Stelle alle folgenden Einträge als Markdown-Tabelle mit den Spalten „Nr“ und „Zeile“ dar. Jede Zeile bekommt eine fortlaufende Nummer, leere Zeilen und die Bilder bleiben weg.

Einträge zur Punktannotation in Bildern:
###

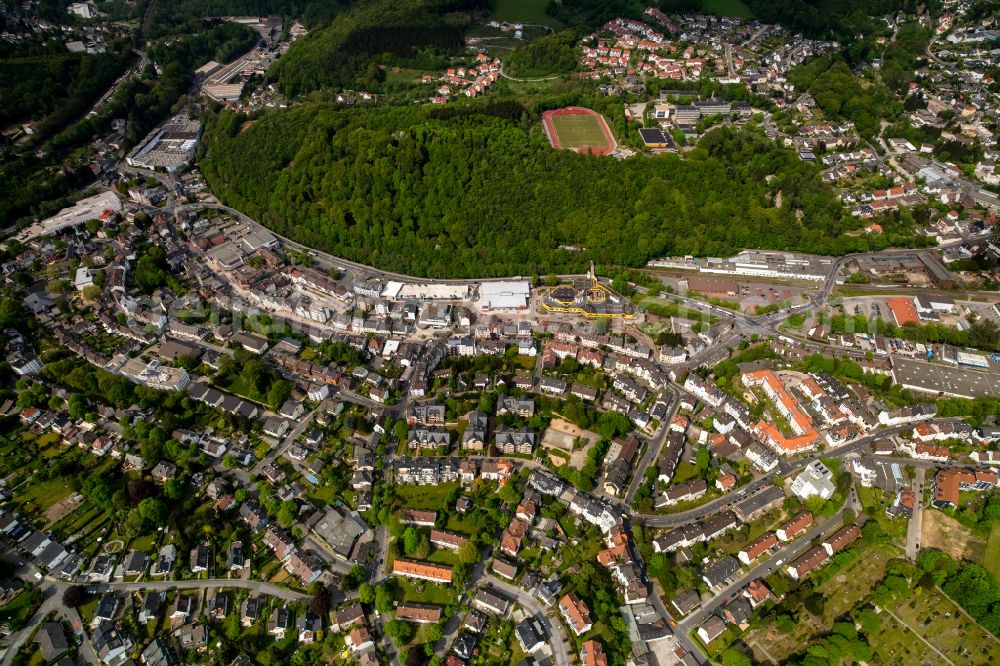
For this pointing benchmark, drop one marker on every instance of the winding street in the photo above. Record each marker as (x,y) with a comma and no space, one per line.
(557,634)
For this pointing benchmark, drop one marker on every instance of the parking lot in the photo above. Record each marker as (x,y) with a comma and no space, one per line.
(957,381)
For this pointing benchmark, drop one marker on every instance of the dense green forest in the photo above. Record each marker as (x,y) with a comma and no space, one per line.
(406,192)
(345,54)
(552,54)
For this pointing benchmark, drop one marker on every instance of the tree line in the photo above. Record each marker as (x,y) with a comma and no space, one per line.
(346,52)
(481,196)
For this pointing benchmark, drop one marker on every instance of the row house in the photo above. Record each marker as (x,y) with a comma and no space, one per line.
(509,441)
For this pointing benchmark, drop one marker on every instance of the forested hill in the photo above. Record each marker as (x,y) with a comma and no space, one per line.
(483,196)
(343,54)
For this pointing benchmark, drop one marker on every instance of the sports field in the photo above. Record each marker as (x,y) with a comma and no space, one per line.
(578,129)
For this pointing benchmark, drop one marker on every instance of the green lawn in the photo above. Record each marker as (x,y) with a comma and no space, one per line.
(424,497)
(991,559)
(145,543)
(844,590)
(939,621)
(579,131)
(443,556)
(43,494)
(417,592)
(727,8)
(19,611)
(524,11)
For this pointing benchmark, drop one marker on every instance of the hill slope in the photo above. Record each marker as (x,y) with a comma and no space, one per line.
(478,196)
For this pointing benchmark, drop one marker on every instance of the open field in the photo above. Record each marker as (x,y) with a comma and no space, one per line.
(727,8)
(63,508)
(947,534)
(931,617)
(842,592)
(561,434)
(578,129)
(42,495)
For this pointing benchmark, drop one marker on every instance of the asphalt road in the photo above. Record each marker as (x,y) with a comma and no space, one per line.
(916,520)
(761,570)
(557,635)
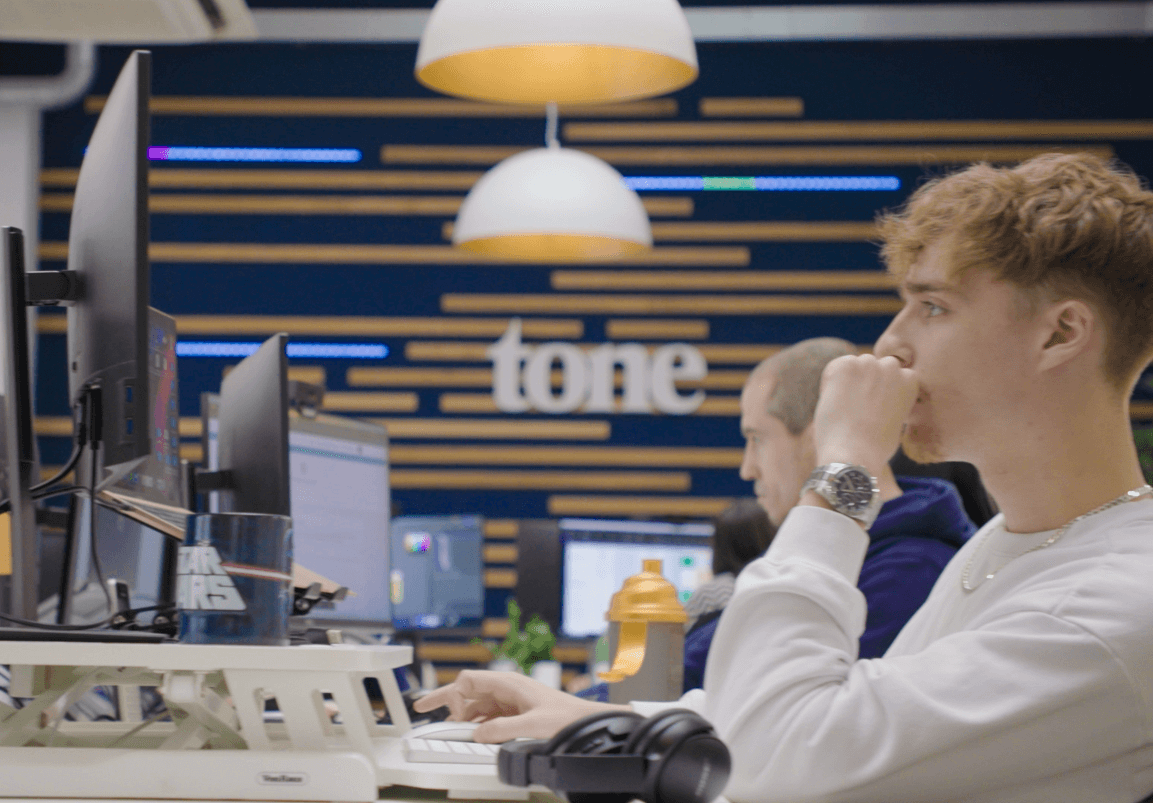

###

* LÖSUNG:
| Nr | Zeile |
|---|---|
| 1 | For this pointing benchmark, drop one marker on every instance of the winding street in the photo above. Record each marker as (x,y) with a comma and no space, one per line. |
| 2 | (557,634) |
| 3 | For this pointing benchmark, drop one marker on every instance of the parking lot in the photo above. Record each marker as (x,y) with a comma and no space, one per line. |
| 4 | (957,381) |
| 5 | For this pointing benchmark, drop one marker on every instance of the dense green forest in the photo above. Record each marker as (x,y) with a comma and no space, one per line. |
| 6 | (406,192) |
| 7 | (345,54) |
| 8 | (552,54) |
| 9 | For this pointing benchmark, drop one marker on every instance of the tree line in the photo above. Record each marker as (x,y) with a comma and no space, one per line. |
| 10 | (346,52) |
| 11 | (481,196) |
| 12 | For this pointing benchmark, drop one marker on every instance of the row house in the photo above. Record each marker as (x,y) with a comma and no space, one per line. |
| 13 | (509,441) |
| 14 | For this pointing benchmark, drop one marker on every instance of the forested hill in the photo above. Record each marker as (x,y) with a comma and no space, one per line. |
| 15 | (483,196) |
| 16 | (343,54) |
| 17 | For this pointing benchmark, drop one marker on every instance of the sports field in the photo above. Record each marker as (x,y) with a comma and no space, one per line. |
| 18 | (578,129) |
| 19 | For this pointing benchmark, drop one marker on every instance of the green lawn in the photo above. Record each marker as (x,y) with a comma and no space, one per line. |
| 20 | (424,497) |
| 21 | (991,559) |
| 22 | (145,543) |
| 23 | (844,590) |
| 24 | (939,621) |
| 25 | (579,131) |
| 26 | (443,556) |
| 27 | (43,494) |
| 28 | (417,592) |
| 29 | (727,8) |
| 30 | (19,611) |
| 31 | (524,11) |
| 32 | For this pointing benchmark, drop one marker on every instance of the hill slope in the photo above. Record each marker as (x,y) with a comma and no space, one per line. |
| 33 | (478,196) |
| 34 | For this pointing benchmark, drop one marker on every instance of the open field in the photo above. Record each marker as (x,y) with a comma and no space, one per line. |
| 35 | (727,8) |
| 36 | (63,508) |
| 37 | (947,534) |
| 38 | (931,617) |
| 39 | (842,592) |
| 40 | (561,434) |
| 41 | (578,129) |
| 42 | (42,495) |
| 43 | For this pointing benchmark, drop one marker on every instance of the asphalt road in the photo above. Record each marker as (x,y) with a comma and no space, one per line. |
| 44 | (916,520) |
| 45 | (761,570) |
| 46 | (557,635) |